EXERCISE INSTRUCTIONS -
**1.** Rewrite the paragraph of the BFD email thread that begins "I take your point about most applications" as a brief list that keeps its main facts.
**2.** Reproduce the BFD email thread between "The case I had" and "not be ignored.", inclusive, substituting "remote hosts" for "remote servers".
**3.** Summarize the BFD email thread in three sentences.

EXTRACT PROVIDED -
- - -
The case I had in mind is where multi hop BFD is being used to monitor
availability of remote servers.  there are many equal cost paths to reach
them especially in a DC.  BFD detecting network issues is only incidental
there. And even if it recovers it can leave monitoring/alerting trail . If
it's happening often would/should not be ignored.

I take your point about most applications only experiencing latency without
dropping tcp connection. I guess BFD in that case is helping them get
disconnected (eg directly associated protocols like BGP or causing a load
balancer in path to direct packet to wrong server). Though continuous
flapping is the flip side.

Thanks
Abhinav


On Wed, 22 Mar, 2023, 11:27 pm Jeff Tantsura, <jefftant.ietf@gmail.com>
wrote:

> Abhinav,
>
> Let’s clarify a couple of points.
> What you are trying to do is to change entropy to change local hashing
> outcome, however for hashing to even be relevant there has to he either
> ECMP or LAG in the path to the destination otherwise shortest path will be
> he used regardless, so statistically, some of the flows between a given
> pair of end points (5 tuple) will be traversing the (partially)broken link,
> would you really like BFD to “pretend“ that everything is just fine?
> Moreover, by far, in case of congestion  - most applications won’t change
> their ports but have their TX rate reduced.
> There’s work done by Tom Herbert for IPv6/TCP (kernel patch upstreamed a
> few years ago)  - had beeb presented in RTGWG pre-Covid, that on RTO
> changes flow label value (that some might or might not include in hashing),
> which is strongly not recommended to be used outside of a tightly
> controlled homogenous  environment (think within DC).
> Outside of what BFD spec tells us (don’t), the above should provide enough
> motivation not to do this.
>
> Cheers,
> Jeff
>
> On Mar 23, 2023, at 05:44, Abhinav Srivastava <absrivas@gmail.com> wrote:
>
> 
> Multi-hop BFD would be the mechanism that detects the failure on the path
> it happens to be using for the session. I wasn't thinking of another
> mechanism.  Detection timer expiry would be the trigger for recovery which
> could be augmented with few other possible criteria like how long session
> hasn't been able to come back up or prolonged flapping.
>
> Thanks
> Abhinav
>
> On Wed, 22 Mar, 2023, 3:05 pm Greg Mirsky, <gregimirsky@gmail.com> wrote:
>
>> Hi Abhinav,
>> thank you for presenting an interesting scenario for a discussion. I have
>> several questions to better understand it:
>>
>>    - How the network failure that triggers the recovery process is
>>    detected?
>>    - If the failure detection mechanism is not multi-hop BFD, what is
>>    the relationship between the detection intervals of heat mechanism and the
>>    multi-hop BFD session?
>>
>> Regards,
>> Greg
>>
>> On Wed, Mar 22, 2023 at 4:36 PM Abhinav Srivastava <absrivas@gmail.com>
>> wrote:
>>
>>> Hi all,
>>>
>>>
>>>
>>> I needed clarification around whether source port can be changed for a
>>> BFD session in case of multi hop BFD.   The ability to change BFD source
>>> port when BFD session goes down helps BFD session to recover if its stuck
>>> on a network path where there is some intermittent but significant packet
>>> loss.
- - -
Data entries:
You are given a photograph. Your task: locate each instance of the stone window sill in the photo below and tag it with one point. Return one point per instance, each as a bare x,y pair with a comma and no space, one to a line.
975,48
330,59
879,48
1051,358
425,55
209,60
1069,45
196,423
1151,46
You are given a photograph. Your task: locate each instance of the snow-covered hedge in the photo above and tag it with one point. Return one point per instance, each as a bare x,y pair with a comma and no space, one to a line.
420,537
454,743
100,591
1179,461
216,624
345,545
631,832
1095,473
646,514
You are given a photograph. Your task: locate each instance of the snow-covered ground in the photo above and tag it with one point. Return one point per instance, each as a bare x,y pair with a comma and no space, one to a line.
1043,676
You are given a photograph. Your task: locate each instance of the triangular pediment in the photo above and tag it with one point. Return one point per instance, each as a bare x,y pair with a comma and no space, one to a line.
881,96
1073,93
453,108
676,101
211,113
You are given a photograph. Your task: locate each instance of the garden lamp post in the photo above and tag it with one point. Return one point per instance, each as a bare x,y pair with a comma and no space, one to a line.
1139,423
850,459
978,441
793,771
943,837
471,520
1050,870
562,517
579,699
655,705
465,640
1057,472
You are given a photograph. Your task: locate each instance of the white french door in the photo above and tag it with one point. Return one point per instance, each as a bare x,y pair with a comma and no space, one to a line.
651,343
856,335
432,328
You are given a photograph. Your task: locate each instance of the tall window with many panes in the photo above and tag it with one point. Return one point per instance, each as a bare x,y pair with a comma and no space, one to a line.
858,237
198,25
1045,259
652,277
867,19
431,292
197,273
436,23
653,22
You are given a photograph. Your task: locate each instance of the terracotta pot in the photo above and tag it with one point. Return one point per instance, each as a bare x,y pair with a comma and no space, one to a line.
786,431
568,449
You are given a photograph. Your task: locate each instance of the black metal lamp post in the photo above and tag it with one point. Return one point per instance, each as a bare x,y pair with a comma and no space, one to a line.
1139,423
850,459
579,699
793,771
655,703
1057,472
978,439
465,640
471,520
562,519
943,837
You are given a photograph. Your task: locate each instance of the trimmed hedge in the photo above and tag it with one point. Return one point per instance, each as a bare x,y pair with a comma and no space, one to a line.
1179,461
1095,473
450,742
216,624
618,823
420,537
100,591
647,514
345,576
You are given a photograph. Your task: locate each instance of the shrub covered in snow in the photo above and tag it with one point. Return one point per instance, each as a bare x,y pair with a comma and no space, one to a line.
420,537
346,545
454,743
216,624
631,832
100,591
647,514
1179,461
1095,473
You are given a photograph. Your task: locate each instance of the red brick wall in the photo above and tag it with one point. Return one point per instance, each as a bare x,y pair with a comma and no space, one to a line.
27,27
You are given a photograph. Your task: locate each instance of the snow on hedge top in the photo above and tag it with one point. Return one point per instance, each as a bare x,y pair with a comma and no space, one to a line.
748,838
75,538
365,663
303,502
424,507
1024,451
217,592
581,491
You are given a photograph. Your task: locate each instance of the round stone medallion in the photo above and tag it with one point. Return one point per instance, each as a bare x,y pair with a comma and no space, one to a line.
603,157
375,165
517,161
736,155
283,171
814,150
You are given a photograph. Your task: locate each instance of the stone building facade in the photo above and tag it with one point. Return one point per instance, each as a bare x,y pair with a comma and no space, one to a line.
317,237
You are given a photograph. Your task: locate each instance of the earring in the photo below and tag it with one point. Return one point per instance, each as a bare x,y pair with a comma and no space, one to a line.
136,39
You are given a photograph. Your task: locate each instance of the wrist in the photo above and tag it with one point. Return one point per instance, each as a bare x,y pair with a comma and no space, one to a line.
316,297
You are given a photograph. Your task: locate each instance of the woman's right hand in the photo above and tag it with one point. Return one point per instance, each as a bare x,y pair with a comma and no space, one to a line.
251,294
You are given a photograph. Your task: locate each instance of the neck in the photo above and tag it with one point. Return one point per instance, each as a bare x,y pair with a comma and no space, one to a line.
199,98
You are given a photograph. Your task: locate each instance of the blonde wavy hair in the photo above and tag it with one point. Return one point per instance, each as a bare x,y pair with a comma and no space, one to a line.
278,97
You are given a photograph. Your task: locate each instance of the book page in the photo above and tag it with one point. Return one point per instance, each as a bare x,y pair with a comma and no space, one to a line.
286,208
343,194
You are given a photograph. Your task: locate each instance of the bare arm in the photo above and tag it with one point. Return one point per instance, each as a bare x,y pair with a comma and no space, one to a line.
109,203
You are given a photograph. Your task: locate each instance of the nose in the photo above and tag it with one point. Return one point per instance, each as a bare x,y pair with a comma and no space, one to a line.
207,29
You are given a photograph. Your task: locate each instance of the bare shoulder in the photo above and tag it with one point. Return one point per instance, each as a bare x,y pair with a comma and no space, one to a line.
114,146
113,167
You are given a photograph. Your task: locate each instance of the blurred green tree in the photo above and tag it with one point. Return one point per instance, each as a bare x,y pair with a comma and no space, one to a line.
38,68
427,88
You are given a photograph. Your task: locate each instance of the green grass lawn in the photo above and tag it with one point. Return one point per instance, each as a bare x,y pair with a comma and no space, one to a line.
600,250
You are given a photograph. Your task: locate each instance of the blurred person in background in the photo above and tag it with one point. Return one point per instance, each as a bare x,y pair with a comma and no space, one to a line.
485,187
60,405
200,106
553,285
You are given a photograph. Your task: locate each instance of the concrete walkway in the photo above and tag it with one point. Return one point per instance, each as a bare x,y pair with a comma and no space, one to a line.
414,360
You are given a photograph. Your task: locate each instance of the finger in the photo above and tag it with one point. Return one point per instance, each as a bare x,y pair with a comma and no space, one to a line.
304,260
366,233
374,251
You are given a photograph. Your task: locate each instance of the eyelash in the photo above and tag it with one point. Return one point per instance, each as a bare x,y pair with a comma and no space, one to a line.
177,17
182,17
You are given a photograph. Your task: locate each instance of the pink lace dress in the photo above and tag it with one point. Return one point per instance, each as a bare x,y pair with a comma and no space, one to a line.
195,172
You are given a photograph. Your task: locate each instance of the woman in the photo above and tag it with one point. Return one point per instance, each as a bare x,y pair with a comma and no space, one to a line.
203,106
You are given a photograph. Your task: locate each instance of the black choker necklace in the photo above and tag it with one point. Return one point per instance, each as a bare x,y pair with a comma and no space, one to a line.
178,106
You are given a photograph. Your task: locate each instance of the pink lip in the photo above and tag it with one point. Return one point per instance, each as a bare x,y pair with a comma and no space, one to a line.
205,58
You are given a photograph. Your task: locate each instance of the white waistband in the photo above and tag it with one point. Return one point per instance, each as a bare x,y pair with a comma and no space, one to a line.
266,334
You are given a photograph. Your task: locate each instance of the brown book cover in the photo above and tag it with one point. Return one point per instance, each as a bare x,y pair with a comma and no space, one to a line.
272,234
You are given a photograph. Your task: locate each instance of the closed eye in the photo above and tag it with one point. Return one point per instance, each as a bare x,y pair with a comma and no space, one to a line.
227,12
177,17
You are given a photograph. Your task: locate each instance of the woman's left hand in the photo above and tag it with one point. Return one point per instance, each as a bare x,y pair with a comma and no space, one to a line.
- - -
RESPONSES PER TASK -
**1.**
- Most applications experience only latency and do not drop the TCP connection.
- In that case, BFD helps get them disconnected, for example through directly associated protocols such as BGP, or by causing a load balancer in the path to direct packets to the wrong server.
- Continuous flapping is the flip side.

**2.**
The case I had in mind is where multi hop BFD is being used to monitor
availability of remote hosts.  there are many equal cost paths to reach
them especially in a DC.  BFD detecting network issues is only incidental
there. And even if it recovers it can leave monitoring/alerting trail . If
it's happening often would/should not be ignored.

**3.** Abhinav Srivastava asks whether the source port of a multi-hop BFD session can be changed when the session goes down, so that it can recover from a path with intermittent but significant packet loss, with detection timer expiry as the trigger. Jeff Tantsura argues against this: some flows would still traverse the partially broken link, most applications reduce their transmit rate rather than change ports under congestion, and the BFD specification says not to do it. Abhinav replies that the case he had in mind is multi-hop BFD monitoring the availability of remote servers reachable over many equal-cost paths, especially in a DC.